# [To-do list]
a – Please gather each line of the entries that contains the word "hair" and copy those lines out.
b – Pick up the Solarpunk passage where it stops and keep writing it.

# [Passage shown]
────────

Okay, so I’m pretty sure that by now everyone at least is aware of Steampunk, with it’s completely awesome Victorian sci-fi aesthetic. But what I want to see is Solarpunk – a plausible near-future sci-fi genre, which I like to imagine as based on updated Art Nouveau, Victorian, and Edwardian aesthetics, combined with a green and renewable energy movement to create a world in which children grow up being taught about building electronic tech as well as food gardening and other skills, and people have come back around to appreciating artisans and craftspeople, from stonemasons and smithies, to dress makers and jewelers, and everyone in between. A balance of sustainable energy-powered tech, environmental cities, and wicked cool aesthetics. 
A lot of people seem to share a vision of futuristic tech and architecture that looks a lot like an ipod – smooth and geometrical and white. Which imo is a little boring and sterile, which is why I picked out an Art Nouveau aesthetic for this.

────────

Stored items:
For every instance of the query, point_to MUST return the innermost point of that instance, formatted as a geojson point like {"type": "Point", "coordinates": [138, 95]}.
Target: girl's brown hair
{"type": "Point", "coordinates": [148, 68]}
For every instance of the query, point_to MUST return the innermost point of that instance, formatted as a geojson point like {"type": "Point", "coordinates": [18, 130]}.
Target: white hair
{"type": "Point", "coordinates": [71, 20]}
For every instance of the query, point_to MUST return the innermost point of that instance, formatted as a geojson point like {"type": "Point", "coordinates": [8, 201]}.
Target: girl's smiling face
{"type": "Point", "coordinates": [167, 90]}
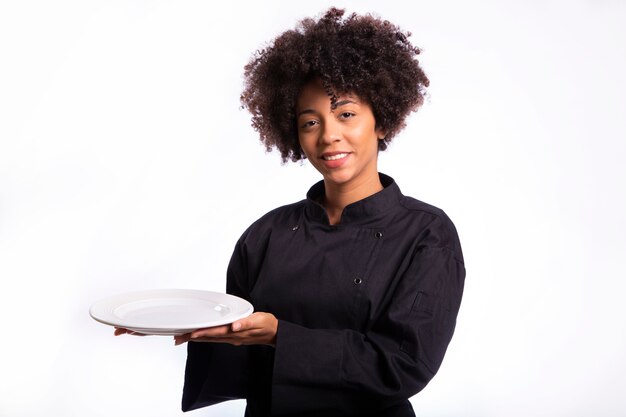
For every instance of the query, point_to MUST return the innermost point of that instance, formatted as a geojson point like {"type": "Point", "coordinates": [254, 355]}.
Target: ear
{"type": "Point", "coordinates": [380, 133]}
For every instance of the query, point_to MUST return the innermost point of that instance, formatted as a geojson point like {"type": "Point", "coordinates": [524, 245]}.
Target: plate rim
{"type": "Point", "coordinates": [98, 313]}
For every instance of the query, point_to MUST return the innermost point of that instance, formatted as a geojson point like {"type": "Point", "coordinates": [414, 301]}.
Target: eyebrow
{"type": "Point", "coordinates": [333, 107]}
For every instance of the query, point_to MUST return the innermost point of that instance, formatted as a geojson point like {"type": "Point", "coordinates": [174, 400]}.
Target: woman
{"type": "Point", "coordinates": [356, 289]}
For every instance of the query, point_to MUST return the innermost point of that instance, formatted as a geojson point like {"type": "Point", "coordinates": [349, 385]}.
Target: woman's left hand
{"type": "Point", "coordinates": [256, 329]}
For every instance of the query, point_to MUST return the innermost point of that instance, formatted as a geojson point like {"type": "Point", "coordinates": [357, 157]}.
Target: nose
{"type": "Point", "coordinates": [331, 131]}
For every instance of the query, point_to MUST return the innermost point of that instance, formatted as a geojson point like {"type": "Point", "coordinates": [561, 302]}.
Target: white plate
{"type": "Point", "coordinates": [170, 312]}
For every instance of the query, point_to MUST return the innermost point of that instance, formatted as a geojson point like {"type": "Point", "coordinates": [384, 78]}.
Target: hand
{"type": "Point", "coordinates": [256, 329]}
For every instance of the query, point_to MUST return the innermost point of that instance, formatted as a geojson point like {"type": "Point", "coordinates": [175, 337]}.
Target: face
{"type": "Point", "coordinates": [341, 143]}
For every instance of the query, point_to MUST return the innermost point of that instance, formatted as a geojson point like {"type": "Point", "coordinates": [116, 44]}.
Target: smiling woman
{"type": "Point", "coordinates": [356, 288]}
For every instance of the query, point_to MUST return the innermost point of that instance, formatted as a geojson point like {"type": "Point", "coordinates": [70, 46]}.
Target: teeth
{"type": "Point", "coordinates": [335, 157]}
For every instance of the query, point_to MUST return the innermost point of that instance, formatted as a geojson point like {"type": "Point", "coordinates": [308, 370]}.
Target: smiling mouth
{"type": "Point", "coordinates": [334, 157]}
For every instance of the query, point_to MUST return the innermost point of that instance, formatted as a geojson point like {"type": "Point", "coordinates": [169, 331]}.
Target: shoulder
{"type": "Point", "coordinates": [432, 225]}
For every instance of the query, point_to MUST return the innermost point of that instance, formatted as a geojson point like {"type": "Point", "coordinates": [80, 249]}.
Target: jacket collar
{"type": "Point", "coordinates": [361, 210]}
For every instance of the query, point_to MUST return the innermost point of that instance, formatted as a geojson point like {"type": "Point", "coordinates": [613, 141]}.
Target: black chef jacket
{"type": "Point", "coordinates": [366, 309]}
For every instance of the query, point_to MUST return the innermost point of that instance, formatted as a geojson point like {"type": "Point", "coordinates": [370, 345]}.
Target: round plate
{"type": "Point", "coordinates": [170, 312]}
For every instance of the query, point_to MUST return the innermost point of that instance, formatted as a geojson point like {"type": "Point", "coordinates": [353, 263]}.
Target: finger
{"type": "Point", "coordinates": [119, 331]}
{"type": "Point", "coordinates": [180, 339]}
{"type": "Point", "coordinates": [216, 332]}
{"type": "Point", "coordinates": [253, 321]}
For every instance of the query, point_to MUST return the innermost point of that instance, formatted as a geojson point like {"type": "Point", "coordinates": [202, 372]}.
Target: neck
{"type": "Point", "coordinates": [338, 196]}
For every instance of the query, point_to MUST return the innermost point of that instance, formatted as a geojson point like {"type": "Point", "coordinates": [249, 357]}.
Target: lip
{"type": "Point", "coordinates": [334, 163]}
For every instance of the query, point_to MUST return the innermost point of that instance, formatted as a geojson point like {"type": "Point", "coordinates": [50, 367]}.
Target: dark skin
{"type": "Point", "coordinates": [351, 129]}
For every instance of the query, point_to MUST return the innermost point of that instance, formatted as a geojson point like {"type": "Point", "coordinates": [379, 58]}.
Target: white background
{"type": "Point", "coordinates": [126, 164]}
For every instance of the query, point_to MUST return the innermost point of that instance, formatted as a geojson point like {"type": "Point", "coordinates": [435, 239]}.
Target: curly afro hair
{"type": "Point", "coordinates": [363, 55]}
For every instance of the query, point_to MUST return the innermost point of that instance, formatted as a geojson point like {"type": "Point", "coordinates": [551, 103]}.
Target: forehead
{"type": "Point", "coordinates": [314, 94]}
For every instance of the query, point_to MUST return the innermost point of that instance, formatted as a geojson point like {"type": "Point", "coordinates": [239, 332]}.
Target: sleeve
{"type": "Point", "coordinates": [321, 370]}
{"type": "Point", "coordinates": [217, 372]}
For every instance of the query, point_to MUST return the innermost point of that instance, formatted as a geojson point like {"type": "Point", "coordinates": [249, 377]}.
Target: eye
{"type": "Point", "coordinates": [308, 124]}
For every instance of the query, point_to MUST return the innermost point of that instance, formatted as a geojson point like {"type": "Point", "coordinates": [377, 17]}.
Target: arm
{"type": "Point", "coordinates": [317, 369]}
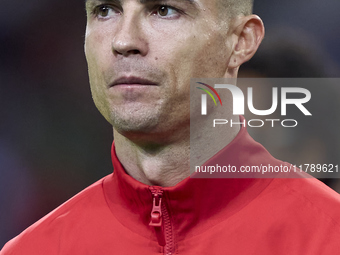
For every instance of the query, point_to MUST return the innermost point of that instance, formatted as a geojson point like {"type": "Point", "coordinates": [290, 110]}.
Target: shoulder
{"type": "Point", "coordinates": [42, 237]}
{"type": "Point", "coordinates": [305, 201]}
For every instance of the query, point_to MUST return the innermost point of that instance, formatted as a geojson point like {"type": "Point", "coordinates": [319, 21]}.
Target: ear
{"type": "Point", "coordinates": [248, 33]}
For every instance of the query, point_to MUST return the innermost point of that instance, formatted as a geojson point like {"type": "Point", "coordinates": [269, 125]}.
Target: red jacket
{"type": "Point", "coordinates": [119, 215]}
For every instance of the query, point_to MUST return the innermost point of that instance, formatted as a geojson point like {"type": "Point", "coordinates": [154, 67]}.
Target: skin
{"type": "Point", "coordinates": [165, 47]}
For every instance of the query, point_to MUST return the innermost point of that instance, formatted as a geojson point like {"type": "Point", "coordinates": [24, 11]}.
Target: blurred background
{"type": "Point", "coordinates": [53, 141]}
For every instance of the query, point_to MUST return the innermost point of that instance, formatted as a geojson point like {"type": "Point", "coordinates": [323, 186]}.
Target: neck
{"type": "Point", "coordinates": [167, 165]}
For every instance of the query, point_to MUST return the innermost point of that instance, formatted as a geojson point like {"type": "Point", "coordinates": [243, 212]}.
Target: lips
{"type": "Point", "coordinates": [132, 81]}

────────

# [The replies]
a –
Target: girl's brown hair
Target: white hair
Target: curly afro hair

b –
With energy costs at a low, I like to imagine people being more inclined to focus their expendable income on the arts!
Aesthetically my vision of solarpunk is very similar to steampunk, but with electronic technology, and an Art Nouveau veneer.
So here are some buzz words~
Natural colors! Art Nouveau! Handcrafted wares! Tailors and dressmakers! Streetcars! Airships! Stained glass window solar panels!!! Education in tech and food growing! Less corporate capitalism, and more small businesses! Solar rooftops and roadways! Communal greenhouses on top of apartments! Electric cars with old-fashioned looks! No-cars-allowed walkways lined with independent shops! Renewable energy-powered Art Nouveau-styled tech life!
Can you imagine how pretty it would be to have stained glass windows everywhere that are actually solar panels? The tech is already headed in that direction!  Or how about wide-brim hats, or parasols that are topped with discreet solar panel tech incorporated into the design, with ports you can stick your phone charger in to?
(((Character art by me; click the cityscape pieces to see artist names)))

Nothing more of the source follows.